## Task statement
Copy out each line in the data below that contains the word "yellow".
━━━ Exercise materials
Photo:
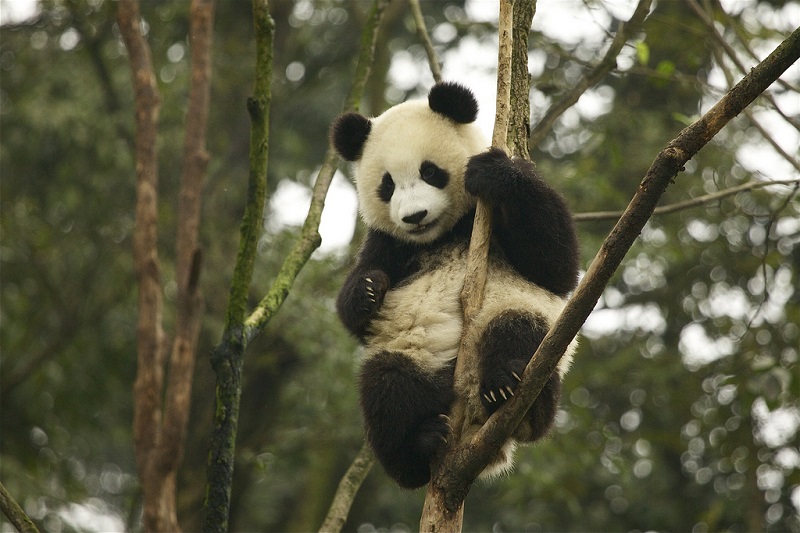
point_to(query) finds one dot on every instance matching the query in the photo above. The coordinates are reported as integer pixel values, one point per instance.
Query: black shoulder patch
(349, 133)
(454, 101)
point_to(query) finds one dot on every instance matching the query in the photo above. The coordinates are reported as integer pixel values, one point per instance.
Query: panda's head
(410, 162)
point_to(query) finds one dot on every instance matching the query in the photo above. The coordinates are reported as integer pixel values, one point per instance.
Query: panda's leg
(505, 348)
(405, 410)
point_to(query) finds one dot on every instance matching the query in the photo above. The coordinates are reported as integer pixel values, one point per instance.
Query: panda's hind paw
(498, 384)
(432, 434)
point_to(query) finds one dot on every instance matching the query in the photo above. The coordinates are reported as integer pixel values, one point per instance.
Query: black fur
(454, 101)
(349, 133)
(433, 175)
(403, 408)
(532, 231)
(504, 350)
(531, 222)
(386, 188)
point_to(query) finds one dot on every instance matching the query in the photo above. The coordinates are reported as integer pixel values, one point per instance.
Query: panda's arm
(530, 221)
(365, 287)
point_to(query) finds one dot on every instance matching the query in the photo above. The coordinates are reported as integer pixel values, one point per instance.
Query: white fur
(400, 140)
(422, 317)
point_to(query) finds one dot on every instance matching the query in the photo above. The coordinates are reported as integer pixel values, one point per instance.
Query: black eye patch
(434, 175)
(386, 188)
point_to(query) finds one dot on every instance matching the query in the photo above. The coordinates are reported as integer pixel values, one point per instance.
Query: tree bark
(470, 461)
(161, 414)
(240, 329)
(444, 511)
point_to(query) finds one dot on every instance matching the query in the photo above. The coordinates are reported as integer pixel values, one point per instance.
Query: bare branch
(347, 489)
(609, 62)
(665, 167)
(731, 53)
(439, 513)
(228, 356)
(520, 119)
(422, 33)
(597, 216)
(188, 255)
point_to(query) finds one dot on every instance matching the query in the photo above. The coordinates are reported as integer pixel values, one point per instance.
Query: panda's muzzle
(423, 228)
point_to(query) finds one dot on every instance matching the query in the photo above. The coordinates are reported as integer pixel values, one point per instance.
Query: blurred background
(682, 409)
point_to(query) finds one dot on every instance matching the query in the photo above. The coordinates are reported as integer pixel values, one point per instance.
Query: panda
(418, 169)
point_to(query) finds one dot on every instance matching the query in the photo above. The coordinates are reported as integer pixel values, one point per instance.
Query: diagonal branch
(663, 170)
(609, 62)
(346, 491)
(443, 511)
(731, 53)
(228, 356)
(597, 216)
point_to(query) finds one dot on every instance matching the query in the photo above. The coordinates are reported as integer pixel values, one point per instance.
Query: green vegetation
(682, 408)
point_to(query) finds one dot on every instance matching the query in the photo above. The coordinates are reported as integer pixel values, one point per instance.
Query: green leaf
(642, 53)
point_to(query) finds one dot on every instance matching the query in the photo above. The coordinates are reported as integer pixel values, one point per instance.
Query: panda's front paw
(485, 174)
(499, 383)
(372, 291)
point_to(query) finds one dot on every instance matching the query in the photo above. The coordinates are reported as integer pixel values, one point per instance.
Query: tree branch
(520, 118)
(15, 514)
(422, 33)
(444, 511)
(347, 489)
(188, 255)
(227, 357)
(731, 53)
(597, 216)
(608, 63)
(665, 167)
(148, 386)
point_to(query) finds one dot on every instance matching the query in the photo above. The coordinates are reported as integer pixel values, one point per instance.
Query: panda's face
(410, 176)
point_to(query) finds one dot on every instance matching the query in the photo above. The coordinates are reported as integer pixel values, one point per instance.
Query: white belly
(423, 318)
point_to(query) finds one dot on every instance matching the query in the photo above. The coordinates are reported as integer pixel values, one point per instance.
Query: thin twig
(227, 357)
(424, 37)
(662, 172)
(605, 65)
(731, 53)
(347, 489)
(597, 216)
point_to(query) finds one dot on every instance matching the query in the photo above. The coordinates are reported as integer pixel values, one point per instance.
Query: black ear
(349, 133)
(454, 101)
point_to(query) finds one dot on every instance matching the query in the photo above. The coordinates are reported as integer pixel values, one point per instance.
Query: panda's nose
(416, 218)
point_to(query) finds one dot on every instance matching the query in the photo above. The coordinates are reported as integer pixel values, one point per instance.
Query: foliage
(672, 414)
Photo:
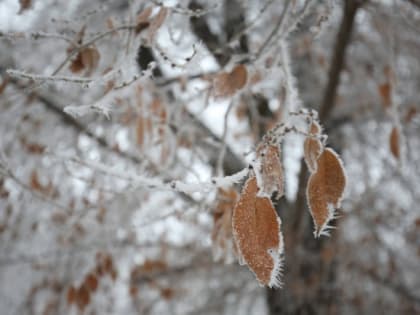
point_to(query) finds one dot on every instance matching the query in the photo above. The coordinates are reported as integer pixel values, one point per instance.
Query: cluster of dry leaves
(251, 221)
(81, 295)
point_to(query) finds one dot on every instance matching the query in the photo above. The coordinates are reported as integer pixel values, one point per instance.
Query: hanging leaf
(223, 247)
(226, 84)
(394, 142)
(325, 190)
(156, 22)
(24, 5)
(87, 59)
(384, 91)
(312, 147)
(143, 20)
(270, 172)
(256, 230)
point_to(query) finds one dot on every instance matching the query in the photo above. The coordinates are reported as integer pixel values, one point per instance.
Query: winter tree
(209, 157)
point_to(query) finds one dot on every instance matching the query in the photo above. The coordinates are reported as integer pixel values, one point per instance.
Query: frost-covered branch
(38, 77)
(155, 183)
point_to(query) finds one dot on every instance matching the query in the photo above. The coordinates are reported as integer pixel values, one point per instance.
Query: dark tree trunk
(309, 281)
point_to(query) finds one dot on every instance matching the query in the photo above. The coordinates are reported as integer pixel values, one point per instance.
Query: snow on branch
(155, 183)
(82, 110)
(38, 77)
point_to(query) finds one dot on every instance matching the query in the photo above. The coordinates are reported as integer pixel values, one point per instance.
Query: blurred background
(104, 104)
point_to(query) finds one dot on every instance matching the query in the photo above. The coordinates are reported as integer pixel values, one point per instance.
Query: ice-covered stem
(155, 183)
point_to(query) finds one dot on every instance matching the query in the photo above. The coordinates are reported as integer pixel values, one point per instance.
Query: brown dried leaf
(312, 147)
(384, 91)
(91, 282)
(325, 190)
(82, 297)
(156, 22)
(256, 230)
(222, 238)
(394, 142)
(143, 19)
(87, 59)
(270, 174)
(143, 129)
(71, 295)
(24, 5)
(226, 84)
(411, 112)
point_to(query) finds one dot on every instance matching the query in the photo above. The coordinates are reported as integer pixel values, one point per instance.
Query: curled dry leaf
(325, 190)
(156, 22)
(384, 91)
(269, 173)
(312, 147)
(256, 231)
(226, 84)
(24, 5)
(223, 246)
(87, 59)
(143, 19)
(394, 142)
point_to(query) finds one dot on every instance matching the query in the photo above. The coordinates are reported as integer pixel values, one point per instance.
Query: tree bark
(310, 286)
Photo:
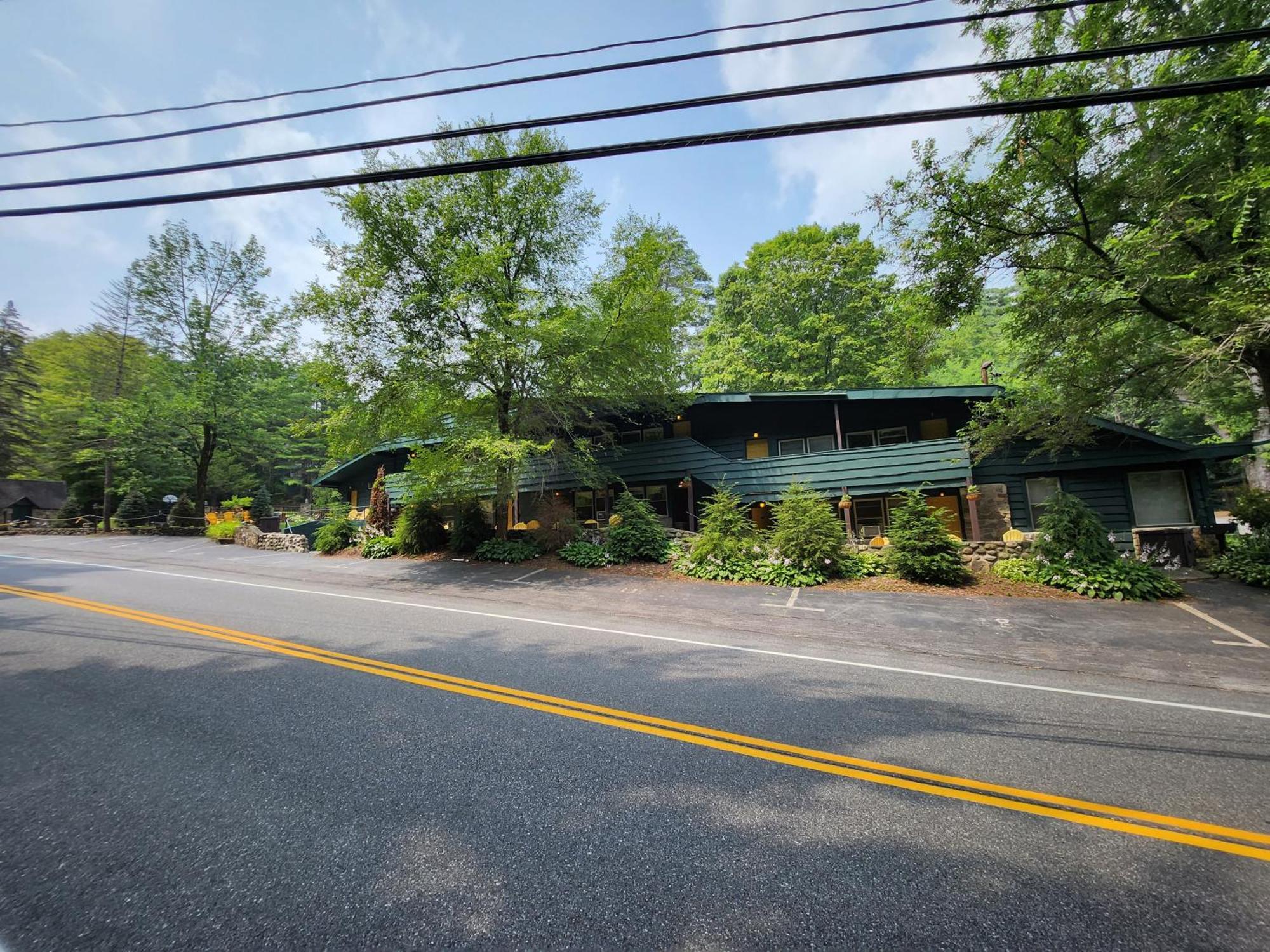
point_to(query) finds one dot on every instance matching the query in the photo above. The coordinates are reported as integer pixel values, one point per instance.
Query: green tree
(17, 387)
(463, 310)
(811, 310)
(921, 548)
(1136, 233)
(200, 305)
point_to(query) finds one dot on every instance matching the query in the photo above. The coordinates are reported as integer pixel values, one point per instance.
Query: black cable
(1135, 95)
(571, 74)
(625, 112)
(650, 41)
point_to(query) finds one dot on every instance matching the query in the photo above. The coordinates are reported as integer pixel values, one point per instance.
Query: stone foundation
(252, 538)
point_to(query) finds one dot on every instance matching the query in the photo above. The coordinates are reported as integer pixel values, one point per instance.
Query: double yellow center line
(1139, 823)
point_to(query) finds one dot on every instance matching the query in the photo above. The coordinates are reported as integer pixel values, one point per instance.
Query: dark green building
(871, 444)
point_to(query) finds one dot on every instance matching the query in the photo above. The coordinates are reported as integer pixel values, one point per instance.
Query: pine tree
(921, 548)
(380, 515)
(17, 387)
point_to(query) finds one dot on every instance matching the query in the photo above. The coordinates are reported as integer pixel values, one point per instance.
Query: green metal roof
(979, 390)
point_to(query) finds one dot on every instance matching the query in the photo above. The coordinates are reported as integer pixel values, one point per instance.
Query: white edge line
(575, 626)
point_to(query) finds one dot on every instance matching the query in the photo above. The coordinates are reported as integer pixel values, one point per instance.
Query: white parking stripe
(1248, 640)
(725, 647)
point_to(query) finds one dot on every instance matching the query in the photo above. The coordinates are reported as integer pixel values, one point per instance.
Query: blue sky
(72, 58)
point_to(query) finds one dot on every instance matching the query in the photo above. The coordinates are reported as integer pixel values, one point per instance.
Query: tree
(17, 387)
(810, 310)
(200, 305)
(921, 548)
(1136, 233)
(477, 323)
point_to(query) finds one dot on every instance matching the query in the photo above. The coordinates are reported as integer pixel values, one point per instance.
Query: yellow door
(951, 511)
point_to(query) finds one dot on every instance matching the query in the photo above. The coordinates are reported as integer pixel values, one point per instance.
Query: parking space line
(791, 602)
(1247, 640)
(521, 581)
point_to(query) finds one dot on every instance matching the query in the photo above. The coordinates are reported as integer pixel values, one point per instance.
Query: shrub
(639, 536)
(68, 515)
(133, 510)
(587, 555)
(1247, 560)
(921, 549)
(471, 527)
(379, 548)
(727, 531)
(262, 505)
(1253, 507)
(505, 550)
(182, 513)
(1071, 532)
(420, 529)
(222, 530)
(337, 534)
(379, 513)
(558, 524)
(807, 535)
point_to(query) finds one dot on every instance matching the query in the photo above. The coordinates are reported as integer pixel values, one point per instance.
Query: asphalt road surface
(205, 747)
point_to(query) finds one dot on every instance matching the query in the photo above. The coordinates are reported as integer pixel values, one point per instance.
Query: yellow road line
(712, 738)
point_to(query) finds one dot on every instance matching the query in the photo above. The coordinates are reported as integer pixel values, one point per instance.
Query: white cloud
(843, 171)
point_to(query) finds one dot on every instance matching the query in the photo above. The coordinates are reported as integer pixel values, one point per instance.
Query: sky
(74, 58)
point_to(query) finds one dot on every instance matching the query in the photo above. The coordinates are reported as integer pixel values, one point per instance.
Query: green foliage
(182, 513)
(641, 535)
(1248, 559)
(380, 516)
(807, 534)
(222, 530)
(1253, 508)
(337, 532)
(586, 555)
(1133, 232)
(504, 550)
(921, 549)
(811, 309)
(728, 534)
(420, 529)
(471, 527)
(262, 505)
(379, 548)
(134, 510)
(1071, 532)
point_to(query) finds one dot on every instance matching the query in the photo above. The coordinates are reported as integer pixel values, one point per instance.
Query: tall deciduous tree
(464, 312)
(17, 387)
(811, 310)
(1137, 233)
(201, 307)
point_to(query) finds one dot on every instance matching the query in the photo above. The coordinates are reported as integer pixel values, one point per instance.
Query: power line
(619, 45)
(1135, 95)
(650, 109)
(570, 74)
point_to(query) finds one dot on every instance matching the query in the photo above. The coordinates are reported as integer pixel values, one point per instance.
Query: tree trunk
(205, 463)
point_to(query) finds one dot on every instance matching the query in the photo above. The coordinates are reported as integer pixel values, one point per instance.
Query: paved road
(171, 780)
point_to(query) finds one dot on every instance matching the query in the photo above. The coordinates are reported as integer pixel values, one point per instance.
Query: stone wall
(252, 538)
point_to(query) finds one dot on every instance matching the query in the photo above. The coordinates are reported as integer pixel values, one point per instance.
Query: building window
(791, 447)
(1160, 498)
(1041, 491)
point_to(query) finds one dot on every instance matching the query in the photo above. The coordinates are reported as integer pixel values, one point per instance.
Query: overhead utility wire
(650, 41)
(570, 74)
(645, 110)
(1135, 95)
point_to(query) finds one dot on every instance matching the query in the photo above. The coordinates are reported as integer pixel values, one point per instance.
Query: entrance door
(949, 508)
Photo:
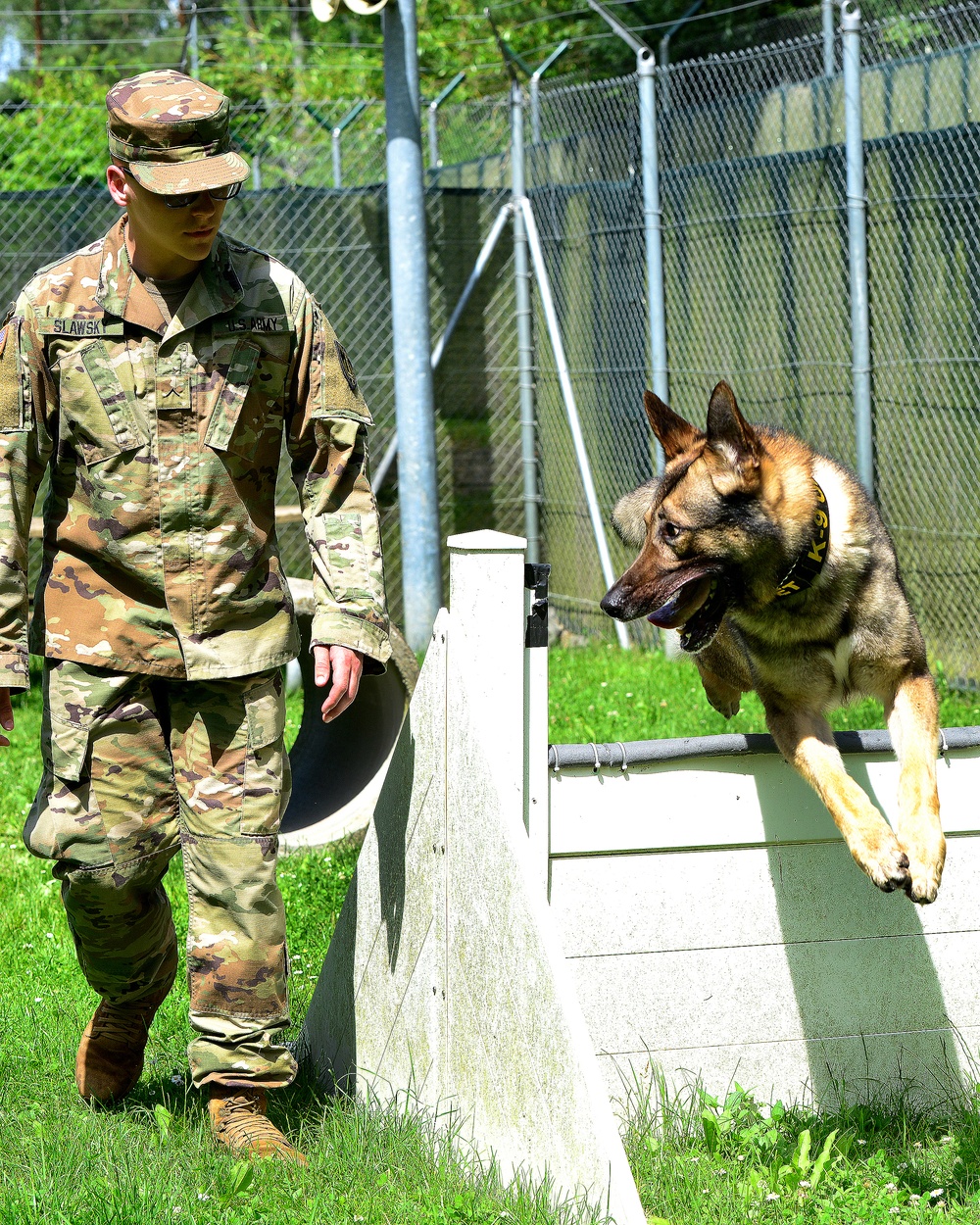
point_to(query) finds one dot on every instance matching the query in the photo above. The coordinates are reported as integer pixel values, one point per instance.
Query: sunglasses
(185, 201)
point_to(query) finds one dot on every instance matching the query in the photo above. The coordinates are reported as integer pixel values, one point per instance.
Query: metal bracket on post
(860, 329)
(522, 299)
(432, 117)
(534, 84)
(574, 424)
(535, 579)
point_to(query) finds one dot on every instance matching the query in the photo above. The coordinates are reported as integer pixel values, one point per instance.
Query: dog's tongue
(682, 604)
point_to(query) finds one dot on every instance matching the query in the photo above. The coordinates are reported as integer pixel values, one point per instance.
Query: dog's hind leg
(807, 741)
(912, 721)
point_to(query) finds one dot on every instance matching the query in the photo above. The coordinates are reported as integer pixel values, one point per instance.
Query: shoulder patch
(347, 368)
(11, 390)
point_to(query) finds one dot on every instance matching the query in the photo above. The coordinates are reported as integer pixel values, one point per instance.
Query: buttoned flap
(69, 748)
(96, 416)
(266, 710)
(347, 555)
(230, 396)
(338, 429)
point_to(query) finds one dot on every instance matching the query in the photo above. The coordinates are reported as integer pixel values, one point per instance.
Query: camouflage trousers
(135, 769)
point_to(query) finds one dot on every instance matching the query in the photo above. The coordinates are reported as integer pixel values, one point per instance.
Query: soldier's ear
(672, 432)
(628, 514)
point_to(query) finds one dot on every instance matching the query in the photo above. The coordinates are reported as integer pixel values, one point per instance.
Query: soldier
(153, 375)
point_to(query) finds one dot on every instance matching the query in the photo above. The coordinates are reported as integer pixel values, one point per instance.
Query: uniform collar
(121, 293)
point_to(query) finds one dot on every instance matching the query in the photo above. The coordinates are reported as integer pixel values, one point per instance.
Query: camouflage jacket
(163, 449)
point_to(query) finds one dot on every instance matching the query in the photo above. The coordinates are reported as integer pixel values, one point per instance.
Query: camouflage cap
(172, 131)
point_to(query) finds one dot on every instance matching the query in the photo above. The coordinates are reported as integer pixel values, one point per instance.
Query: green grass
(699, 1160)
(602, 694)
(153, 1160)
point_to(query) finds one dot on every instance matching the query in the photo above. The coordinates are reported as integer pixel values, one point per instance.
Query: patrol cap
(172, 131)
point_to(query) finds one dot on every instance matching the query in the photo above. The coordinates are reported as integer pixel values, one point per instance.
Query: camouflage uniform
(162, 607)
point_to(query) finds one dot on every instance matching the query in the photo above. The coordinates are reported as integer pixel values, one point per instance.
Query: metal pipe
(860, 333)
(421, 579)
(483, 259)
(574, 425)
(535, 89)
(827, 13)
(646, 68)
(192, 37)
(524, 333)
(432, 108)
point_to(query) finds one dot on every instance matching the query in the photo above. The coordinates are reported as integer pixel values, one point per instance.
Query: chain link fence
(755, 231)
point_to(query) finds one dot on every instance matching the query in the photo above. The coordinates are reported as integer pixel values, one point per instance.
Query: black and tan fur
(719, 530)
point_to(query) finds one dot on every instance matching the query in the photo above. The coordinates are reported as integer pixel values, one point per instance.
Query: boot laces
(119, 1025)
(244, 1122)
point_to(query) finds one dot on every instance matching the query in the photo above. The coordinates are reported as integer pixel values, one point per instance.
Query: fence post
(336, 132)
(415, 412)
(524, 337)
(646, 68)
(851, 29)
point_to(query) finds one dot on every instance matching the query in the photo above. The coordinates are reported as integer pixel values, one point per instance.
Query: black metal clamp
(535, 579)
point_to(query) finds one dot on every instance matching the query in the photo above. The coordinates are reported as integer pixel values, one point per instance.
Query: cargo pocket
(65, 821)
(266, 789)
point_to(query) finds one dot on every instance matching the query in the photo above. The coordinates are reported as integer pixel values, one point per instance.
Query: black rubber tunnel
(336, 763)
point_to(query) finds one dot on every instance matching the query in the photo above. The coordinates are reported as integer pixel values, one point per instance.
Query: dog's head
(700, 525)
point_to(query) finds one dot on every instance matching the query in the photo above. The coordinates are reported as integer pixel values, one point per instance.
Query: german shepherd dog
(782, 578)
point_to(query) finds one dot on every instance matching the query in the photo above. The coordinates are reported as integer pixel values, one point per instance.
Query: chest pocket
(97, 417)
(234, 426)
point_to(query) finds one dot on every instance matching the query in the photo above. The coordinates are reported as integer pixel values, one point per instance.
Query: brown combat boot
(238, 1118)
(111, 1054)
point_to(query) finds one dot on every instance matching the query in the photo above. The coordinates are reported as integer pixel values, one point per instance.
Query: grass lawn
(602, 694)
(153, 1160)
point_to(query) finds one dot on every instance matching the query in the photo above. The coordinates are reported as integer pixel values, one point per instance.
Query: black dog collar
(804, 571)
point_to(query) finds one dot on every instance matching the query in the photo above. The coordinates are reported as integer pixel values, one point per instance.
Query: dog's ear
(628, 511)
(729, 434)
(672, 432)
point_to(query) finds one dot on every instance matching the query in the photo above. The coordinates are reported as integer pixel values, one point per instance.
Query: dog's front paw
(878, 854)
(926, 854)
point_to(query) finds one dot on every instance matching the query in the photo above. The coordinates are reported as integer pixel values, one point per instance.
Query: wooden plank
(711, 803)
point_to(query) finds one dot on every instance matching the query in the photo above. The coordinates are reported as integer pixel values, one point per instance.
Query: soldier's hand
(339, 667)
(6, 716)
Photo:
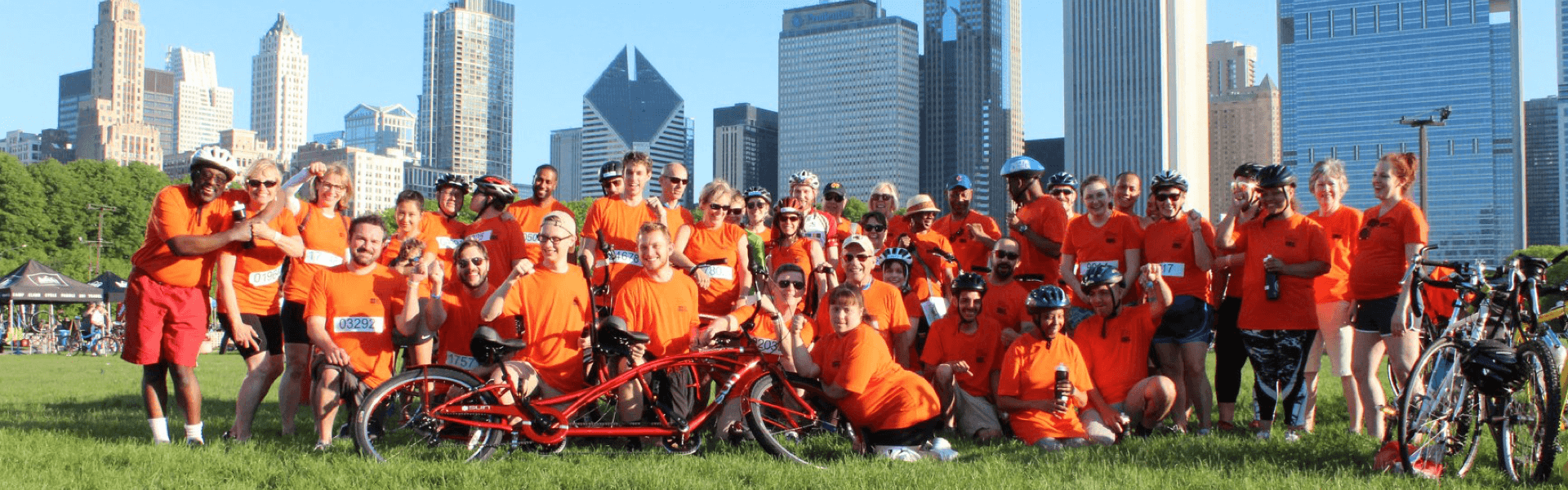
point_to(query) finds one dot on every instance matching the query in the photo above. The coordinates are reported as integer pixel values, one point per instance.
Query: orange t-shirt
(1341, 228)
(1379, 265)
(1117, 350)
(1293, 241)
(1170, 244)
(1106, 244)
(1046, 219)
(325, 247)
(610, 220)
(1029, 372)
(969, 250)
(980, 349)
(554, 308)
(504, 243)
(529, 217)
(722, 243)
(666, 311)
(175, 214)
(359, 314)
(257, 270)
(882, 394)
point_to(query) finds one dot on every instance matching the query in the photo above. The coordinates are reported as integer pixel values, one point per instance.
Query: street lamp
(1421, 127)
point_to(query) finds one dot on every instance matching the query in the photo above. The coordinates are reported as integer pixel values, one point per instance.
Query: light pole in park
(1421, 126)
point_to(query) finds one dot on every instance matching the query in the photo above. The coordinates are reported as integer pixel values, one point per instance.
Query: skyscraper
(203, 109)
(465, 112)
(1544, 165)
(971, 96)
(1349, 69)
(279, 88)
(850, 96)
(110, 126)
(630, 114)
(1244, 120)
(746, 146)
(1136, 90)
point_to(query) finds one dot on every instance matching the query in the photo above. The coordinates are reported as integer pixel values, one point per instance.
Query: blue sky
━━━━━━
## Solved exercise
Query: double yellow center line
Query: yellow door
Query: yellow road line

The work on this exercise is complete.